### Problem details
Please edit the material below by replacing "In this exercise" with "For this exercise" wherever it appears, keeping everything else unchanged and leaving the pictures out of your answer.

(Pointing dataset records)

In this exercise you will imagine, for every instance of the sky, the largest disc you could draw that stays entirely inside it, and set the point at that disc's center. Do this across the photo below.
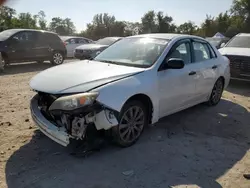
(81, 12)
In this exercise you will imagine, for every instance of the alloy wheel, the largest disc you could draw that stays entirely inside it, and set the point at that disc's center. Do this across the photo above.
(131, 124)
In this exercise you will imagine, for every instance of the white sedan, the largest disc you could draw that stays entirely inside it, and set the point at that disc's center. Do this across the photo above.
(133, 83)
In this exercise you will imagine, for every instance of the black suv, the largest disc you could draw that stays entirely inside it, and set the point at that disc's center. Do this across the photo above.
(22, 45)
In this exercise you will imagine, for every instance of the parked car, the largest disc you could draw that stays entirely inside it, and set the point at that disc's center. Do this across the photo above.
(19, 45)
(71, 42)
(238, 52)
(88, 51)
(217, 42)
(133, 83)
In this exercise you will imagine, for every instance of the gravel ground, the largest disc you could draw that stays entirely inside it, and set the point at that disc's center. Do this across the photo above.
(199, 147)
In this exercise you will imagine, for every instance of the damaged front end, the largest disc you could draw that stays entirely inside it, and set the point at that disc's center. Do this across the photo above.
(62, 118)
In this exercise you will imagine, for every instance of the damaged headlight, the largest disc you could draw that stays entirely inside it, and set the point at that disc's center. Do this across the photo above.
(73, 102)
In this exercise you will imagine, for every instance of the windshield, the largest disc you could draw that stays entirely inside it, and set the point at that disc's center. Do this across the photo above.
(138, 52)
(106, 41)
(239, 42)
(6, 34)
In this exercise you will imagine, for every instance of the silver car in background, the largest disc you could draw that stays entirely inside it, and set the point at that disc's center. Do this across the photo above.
(71, 42)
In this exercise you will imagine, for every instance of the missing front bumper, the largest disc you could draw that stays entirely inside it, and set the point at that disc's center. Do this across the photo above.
(104, 119)
(58, 134)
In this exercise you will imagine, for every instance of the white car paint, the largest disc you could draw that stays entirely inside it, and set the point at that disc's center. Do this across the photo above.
(169, 90)
(84, 75)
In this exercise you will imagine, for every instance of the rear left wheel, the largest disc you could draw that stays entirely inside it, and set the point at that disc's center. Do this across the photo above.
(132, 120)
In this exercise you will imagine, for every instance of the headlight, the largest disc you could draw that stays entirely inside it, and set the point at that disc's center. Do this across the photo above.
(73, 102)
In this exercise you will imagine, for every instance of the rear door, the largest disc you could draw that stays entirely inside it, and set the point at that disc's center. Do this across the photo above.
(177, 86)
(205, 67)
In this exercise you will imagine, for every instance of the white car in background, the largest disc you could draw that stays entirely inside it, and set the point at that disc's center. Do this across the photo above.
(132, 83)
(237, 50)
(71, 42)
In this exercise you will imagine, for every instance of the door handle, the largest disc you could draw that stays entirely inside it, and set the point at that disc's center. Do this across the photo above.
(214, 67)
(192, 73)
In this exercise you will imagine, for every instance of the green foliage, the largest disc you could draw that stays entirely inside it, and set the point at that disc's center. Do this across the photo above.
(229, 23)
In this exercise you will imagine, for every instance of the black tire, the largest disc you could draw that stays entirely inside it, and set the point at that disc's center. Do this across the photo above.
(216, 93)
(57, 58)
(137, 128)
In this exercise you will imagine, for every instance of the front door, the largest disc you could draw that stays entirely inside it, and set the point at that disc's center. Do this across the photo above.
(206, 67)
(176, 86)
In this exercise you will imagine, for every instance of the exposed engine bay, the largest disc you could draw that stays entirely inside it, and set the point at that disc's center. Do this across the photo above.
(76, 121)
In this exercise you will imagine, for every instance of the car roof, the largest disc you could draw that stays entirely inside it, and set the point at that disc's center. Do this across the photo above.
(37, 30)
(244, 34)
(167, 36)
(69, 37)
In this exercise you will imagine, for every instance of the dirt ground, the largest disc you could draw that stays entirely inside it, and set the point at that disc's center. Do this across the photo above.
(199, 147)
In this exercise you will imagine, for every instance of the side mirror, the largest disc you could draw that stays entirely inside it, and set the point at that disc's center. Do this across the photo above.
(222, 45)
(174, 63)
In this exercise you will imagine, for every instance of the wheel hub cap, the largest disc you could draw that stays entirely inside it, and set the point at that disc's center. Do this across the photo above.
(131, 124)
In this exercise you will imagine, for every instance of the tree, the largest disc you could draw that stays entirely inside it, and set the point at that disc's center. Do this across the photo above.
(164, 23)
(6, 16)
(26, 20)
(208, 27)
(148, 22)
(62, 26)
(241, 9)
(42, 21)
(187, 28)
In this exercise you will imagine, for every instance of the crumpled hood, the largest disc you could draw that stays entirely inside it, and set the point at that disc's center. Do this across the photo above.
(79, 76)
(90, 46)
(235, 51)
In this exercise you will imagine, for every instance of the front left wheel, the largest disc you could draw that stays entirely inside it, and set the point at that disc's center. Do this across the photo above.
(132, 120)
(57, 58)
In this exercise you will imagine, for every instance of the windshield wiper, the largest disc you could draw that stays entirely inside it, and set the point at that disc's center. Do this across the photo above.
(108, 61)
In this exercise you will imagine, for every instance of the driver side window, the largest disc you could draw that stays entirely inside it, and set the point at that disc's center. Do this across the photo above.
(25, 36)
(181, 51)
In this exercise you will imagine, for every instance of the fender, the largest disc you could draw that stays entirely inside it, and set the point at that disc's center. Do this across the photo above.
(114, 95)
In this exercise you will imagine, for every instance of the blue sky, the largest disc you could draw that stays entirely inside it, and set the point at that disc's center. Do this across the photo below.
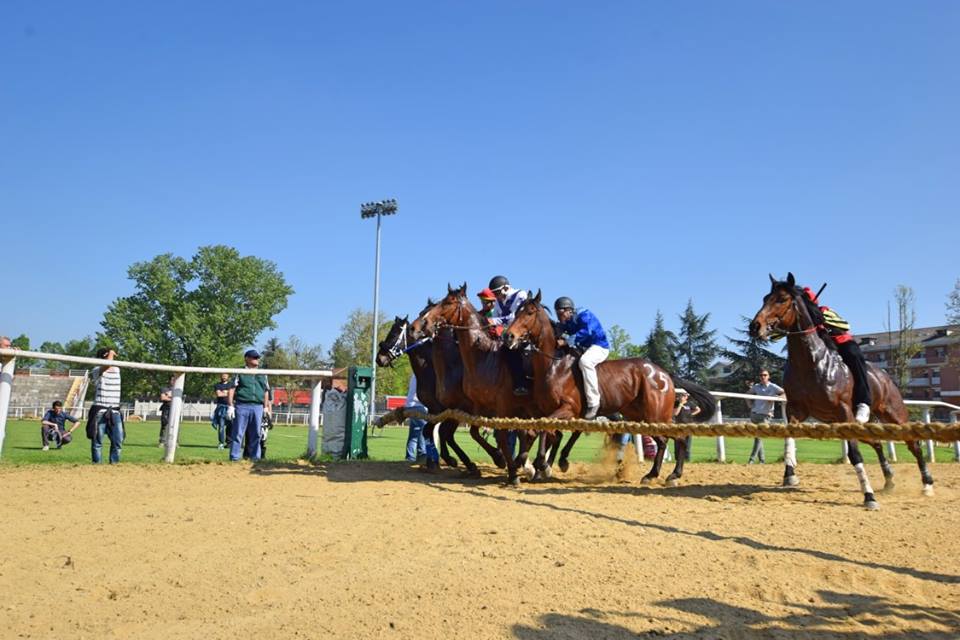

### Answer to the problem
For this exercise you will imagine, for every instance of the sky, the largest disc you could draw that stays entirely inside it, and set the point at that disc's center. Do this across the photo below.
(81, 12)
For this exercise you will imagine, for every instance of the alloy wheel, the largest disc you could draw that stays entirely inside it, and set the point at that disc's center. Do this across the photo above.
(131, 124)
For this exercise you will imagine, for every instance of the white sedan, the largest disc you could draw that stays entirely inside it, and set the point at that disc's center. Do this across the photo above.
(133, 83)
For this exercise you will imagine, for every instance of the black suv, the largest disc you could draw that stays entirely inside it, and set the point at that disc's center. Do this across the photo above.
(22, 45)
For this exercise you will imagine, for every instance of the parked car, the largest disc you could draw that stays entirely inside it, and set the point at that disc's center. Do this across the photo above.
(19, 45)
(71, 42)
(238, 52)
(88, 51)
(217, 42)
(133, 83)
For this exercise you will imagine, for every instance of the gravel ground, the largest disc you could draw that stays entirely inside it, and set the point at that disc's center. Do this across the photo above.
(199, 147)
For this exercise you will imagine, for every instance of the damaged front end, the largest disc you could draw that stays entirely inside it, and set the point at that disc's center. Do this across the photo above.
(62, 118)
For this exercise you will imagine, for every instance of the damaged headlight, the largest disc you could draw that stays entirely inside it, and set the point at that disc's center. Do this across the photo above.
(73, 102)
For this exercise you will imagine, for every instance of the windshield, the largest disc you could draw that stays entirely inside it, and set the point at that disc's center. Do this across the photo above.
(138, 52)
(106, 41)
(239, 42)
(6, 34)
For this exercise you will imagine, for every instance of the silver car in background, the largest disc you could draw that stays entirely inside it, and set the point at that disc's center. Do this across the photo above.
(71, 42)
For this exercise you will imagine, for every instance of the missing front bumper, the largest disc you could draw that stays entirely inside it, and set the point at that disc's center. Do this across the photo above.
(104, 119)
(58, 134)
For this exercise you will imagine, for every instance of the white car paint, the largest disc you could draw that stays entirely inside it, and set the point at that disc's center. Do this across the photo above.
(169, 90)
(84, 75)
For this exercise you will imagine, for every instance of the rear left wheel, the largest disc you could draw that stays entirely inside it, and set the point at that disc's center. Do this across the photo above.
(132, 120)
For this exercise you will imagine, for every instance of the headlight, the largest disc you could draw that stays entirely inside it, and set the point at that disc's center. Do this across the photo above.
(73, 102)
For this exercise you will imagine, for every instance of the rear door, the largest disc you could draw that stays entirely inside it, and set the point at that disc's center. Do this across the photo above.
(177, 86)
(205, 67)
For this exercise you will imagine, for every instance of the white car in background, the largest disc you could draw that stays entirely inside it, and set the point at that disc's center. Do this across the photo above.
(132, 83)
(237, 50)
(71, 42)
For this exercise you will imagine, for every instance of the door handle, the largest disc you could draw that stays entirely inside it, and set the point at that disc's center. Do this across the photo above.
(214, 67)
(192, 73)
For this exercise you will imagine, for every instance of the green foliage, the largest disc you could draw that stays entirely inside it, and set the point at that disc's center. Do this across the photo above.
(229, 23)
For this exercise you will imagine, for every instance of the black tire, the largest disc you could draw that stays entirely inside it, and set the point at that disc's center. Do this across the photo above.
(216, 93)
(57, 58)
(137, 128)
For this exercise you will imagine, for every instance of the front door, the largest disc you could draw that stays entirely inside it, and set the point at that disc's center. Do this across the photo above.
(206, 67)
(176, 86)
For this exercise you will imagine, for every instance of the exposed engine bay, the largest disc you could draw that stays entirely inside it, and set the point at that disc's center. Do this across the photo above.
(76, 121)
For this exercise you will imagine, for every instance of the car roof, the largest disc you could draw that stays entirely inside it, and set the point at that disc's center. Do this across the photo above.
(37, 30)
(244, 34)
(167, 36)
(69, 37)
For this exercise you will imagine, for every instance of the dirt ground, the largest disc you could draw that stays entirely inside it, and set the point at that disc's center. Do this across the photo above.
(199, 147)
For this exercise you will imagine, for every instance of the side mirror, the largest disc you could draw that stays entirely inside it, and set the point at that disc's center. Do this across the photo above.
(222, 45)
(174, 63)
For this exercise you will imagine, for every instance of the wheel hub cap, the largest disc you could draw that stays entirely inside it, and set the point at that disc's center. Do this across the photo above.
(131, 124)
For this exercise you will imagine, for every instance of the tree, the largest disc you could draw that stays entirely inside it, and set the point at that disc's center. Do this across the photo above.
(164, 23)
(6, 16)
(26, 20)
(208, 27)
(148, 22)
(62, 26)
(241, 9)
(42, 21)
(187, 28)
For this exercise you will imagine, for every instance of the crumpled hood, the largest disc you could draw that stays entirely inside it, and set the point at that disc's center. Do this across the photo above.
(79, 76)
(90, 46)
(235, 51)
For this exercise you will imagine, for every instance of the front left wheel, the largest disc you could draw that stays entirely inside it, and set the point at that disc's center. Do this across the photo above.
(132, 120)
(57, 58)
For this exercise you will imagine, for every instance of the windshield wiper, the largest disc you could draw that stays entirely inside it, and set the point at that disc's center. Do this across the photo above.
(108, 61)
For this exercise you will imagine, for every instance of the driver side window, the largest disc you could draw that stays entirely inside it, and set the point at that disc's center. Do this across the photo above.
(25, 36)
(181, 51)
For this exercise you will imagine, for every instance of the fender, the largest disc you could draw that stays entirely inside it, and set the point at that disc's center. Do this across the photo above.
(114, 95)
For this exercise you will imagine, for every instance of the blue sky, the largest disc you could draw that stays entirely inside it, and set the point at that disc's center. Do this across the photo below.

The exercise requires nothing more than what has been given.